▸ **JOB 1**:
Copy the region segmentation data rows verbatim, from the first line of those rows through the line containing "534 263 L 533", with both ends included.

▸ **DOCUMENT EXTRACT**:
-- begin --
Discrete Meanflow Training Curriculum

Chia-Hong Hsu
Department of Computer Science
University of British Columbia
Vancouver, BC, Canada
chsu35@student.ubc.ca
&Frank Wood
Department of Computer Science
University of British Columbia
Vancouver, BC, Canada
fwood@cs.ubc.ca

Abstract

Flow-based image generative models exhibit stable training and produce high quality samples when using multi-step sampling procedures. One-step generative models can produce high quality image samples but can be difficult to optimize as they often exhibit unstable training dynamics. Meanflow models exhibit excellent few-step sampling performance and tantalizing one-step sampling performance. Notably, MeanFlow models that achieve this have required extremely large training budgets. We significantly decrease the amount of computation and data budget it takes to train Meanflow models by noting and exploiting a particular discretization of the Meanflow objective that yields a consistency property which we formulate into a “Discrete Meanflow” (DMF) Training Curriculum. Initialized with a pretrained Flow Model, DMF curriculum reaches one-step FID 3.36 on CIFAR-10 in only 2000 epochs. We anticipate that faster training curriculums of Meanflow models, specifically those fine-tuned from existing Flow Models, drives efficient training methods of future one-step examples.
-- end --
▸ **Region segmentation data**:
-- begin --
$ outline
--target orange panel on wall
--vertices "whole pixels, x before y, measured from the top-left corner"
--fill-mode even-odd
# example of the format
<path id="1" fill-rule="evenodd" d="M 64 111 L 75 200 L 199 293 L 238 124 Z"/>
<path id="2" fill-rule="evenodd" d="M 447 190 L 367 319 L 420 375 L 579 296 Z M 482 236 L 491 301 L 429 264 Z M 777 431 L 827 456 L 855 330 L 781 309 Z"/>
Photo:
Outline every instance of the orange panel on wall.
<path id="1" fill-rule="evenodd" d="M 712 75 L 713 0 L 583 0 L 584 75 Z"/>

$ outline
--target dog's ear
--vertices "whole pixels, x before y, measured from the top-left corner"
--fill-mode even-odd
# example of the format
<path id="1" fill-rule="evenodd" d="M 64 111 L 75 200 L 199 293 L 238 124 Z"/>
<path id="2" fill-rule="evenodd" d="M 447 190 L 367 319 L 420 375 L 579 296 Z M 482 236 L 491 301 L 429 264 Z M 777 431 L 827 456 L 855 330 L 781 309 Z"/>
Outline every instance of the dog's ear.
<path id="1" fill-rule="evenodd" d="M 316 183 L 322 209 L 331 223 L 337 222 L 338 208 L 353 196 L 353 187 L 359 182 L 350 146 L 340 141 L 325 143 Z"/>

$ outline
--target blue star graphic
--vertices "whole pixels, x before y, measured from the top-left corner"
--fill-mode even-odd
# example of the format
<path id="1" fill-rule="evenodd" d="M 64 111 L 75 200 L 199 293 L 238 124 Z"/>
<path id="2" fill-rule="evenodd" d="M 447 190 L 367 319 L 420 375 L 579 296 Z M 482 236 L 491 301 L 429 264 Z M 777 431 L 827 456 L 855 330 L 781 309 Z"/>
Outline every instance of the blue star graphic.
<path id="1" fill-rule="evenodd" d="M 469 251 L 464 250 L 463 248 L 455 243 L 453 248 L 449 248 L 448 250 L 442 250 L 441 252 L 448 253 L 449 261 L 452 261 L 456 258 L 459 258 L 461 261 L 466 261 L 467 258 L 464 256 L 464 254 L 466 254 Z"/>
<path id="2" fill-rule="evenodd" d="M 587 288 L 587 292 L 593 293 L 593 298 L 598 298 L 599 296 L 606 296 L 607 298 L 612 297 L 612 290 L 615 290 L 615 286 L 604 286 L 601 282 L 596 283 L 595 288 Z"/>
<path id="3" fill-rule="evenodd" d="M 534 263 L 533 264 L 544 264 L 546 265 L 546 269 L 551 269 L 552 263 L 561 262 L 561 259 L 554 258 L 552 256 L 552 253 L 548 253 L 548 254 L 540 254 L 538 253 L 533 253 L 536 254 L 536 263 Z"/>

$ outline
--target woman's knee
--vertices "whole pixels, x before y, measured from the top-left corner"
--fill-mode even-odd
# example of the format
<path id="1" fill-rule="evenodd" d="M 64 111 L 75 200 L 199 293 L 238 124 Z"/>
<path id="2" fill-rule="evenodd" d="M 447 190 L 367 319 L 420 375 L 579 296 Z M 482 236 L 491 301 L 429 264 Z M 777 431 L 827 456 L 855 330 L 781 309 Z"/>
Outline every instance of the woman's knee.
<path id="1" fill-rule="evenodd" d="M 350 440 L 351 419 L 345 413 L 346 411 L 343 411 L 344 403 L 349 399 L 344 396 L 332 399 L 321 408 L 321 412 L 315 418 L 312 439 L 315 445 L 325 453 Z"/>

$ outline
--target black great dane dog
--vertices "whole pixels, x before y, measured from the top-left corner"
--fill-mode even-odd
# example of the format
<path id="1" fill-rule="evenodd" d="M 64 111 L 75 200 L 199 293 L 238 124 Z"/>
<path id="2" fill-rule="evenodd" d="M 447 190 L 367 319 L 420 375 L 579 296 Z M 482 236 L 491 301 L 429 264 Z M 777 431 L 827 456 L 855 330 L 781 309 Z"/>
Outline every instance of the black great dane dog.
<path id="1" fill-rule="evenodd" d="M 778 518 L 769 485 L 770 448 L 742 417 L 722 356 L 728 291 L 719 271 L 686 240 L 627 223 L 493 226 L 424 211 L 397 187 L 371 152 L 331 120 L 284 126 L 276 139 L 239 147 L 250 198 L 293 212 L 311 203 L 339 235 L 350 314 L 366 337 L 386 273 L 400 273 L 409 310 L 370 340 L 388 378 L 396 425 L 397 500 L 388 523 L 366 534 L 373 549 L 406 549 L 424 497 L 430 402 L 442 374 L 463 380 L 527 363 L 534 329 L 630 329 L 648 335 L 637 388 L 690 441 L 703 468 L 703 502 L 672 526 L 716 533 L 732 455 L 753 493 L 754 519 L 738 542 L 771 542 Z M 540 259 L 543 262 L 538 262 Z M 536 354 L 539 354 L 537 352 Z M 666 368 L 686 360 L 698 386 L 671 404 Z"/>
-- end --
▸ **JOB 2**:
Answer these questions about the Discrete Meanflow abstract:
(a) With what kind of sampling procedures do flow-based image generative models produce high quality samples?
(b) What have the MeanFlow models that achieve their one-step performance required?
(c) What one-step FID does the DMF curriculum reach on CIFAR-10, and in how many epochs?

▸ **EXPECTED OUTPUT 1**:
$ outline
--target orange panel on wall
--vertices "whole pixels, x before y, measured from the top-left corner"
--fill-mode even-odd
# example of the format
<path id="1" fill-rule="evenodd" d="M 64 111 L 75 200 L 199 293 L 238 124 Z"/>
<path id="2" fill-rule="evenodd" d="M 447 190 L 367 319 L 420 375 L 579 296 Z M 482 236 L 491 301 L 429 264 Z M 777 431 L 827 456 L 855 330 L 781 309 Z"/>
Photo:
Outline every instance of the orange panel on wall.
<path id="1" fill-rule="evenodd" d="M 712 75 L 713 0 L 583 0 L 584 75 Z"/>

$ outline
--target dog's ear
--vertices "whole pixels, x before y, measured from the top-left corner"
--fill-mode even-odd
# example of the format
<path id="1" fill-rule="evenodd" d="M 64 111 L 75 200 L 199 293 L 238 124 Z"/>
<path id="2" fill-rule="evenodd" d="M 447 190 L 367 319 L 420 375 L 579 296 Z M 482 236 L 491 301 L 429 264 Z M 777 431 L 827 456 L 855 330 L 781 309 Z"/>
Outline every instance of the dog's ear.
<path id="1" fill-rule="evenodd" d="M 316 183 L 322 209 L 331 223 L 337 222 L 338 208 L 353 196 L 353 187 L 359 182 L 350 146 L 340 141 L 325 143 Z"/>

$ outline
--target blue star graphic
--vertices "whole pixels, x before y, measured from the top-left corner"
--fill-mode even-odd
# example of the format
<path id="1" fill-rule="evenodd" d="M 64 111 L 75 200 L 199 293 L 238 124 Z"/>
<path id="2" fill-rule="evenodd" d="M 447 190 L 367 319 L 420 375 L 579 296 Z M 482 236 L 491 301 L 429 264 Z M 777 431 L 827 456 L 855 330 L 781 309 Z"/>
Outline every instance of the blue star graphic.
<path id="1" fill-rule="evenodd" d="M 469 251 L 464 250 L 463 248 L 455 243 L 453 248 L 449 248 L 448 250 L 442 250 L 441 252 L 448 253 L 449 261 L 452 261 L 456 258 L 459 258 L 461 261 L 466 261 L 467 258 L 464 256 L 464 254 L 466 254 Z"/>
<path id="2" fill-rule="evenodd" d="M 587 288 L 587 292 L 593 293 L 593 298 L 598 298 L 599 296 L 606 296 L 607 298 L 612 297 L 612 290 L 615 290 L 615 286 L 604 286 L 601 282 L 596 283 L 595 288 Z"/>
<path id="3" fill-rule="evenodd" d="M 534 263 L 533 264 L 544 264 L 546 265 L 546 269 L 551 269 L 552 263 L 561 262 L 561 259 L 554 258 L 552 256 L 552 253 L 548 253 L 548 254 L 540 254 L 538 253 L 533 253 L 536 254 L 536 263 Z"/>

▸ **EXPECTED OUTPUT 2**:
(a) Multi-step sampling procedures.
(b) Extremely large training budgets.
(c) A one-step FID of 3.36, in 2000 epochs.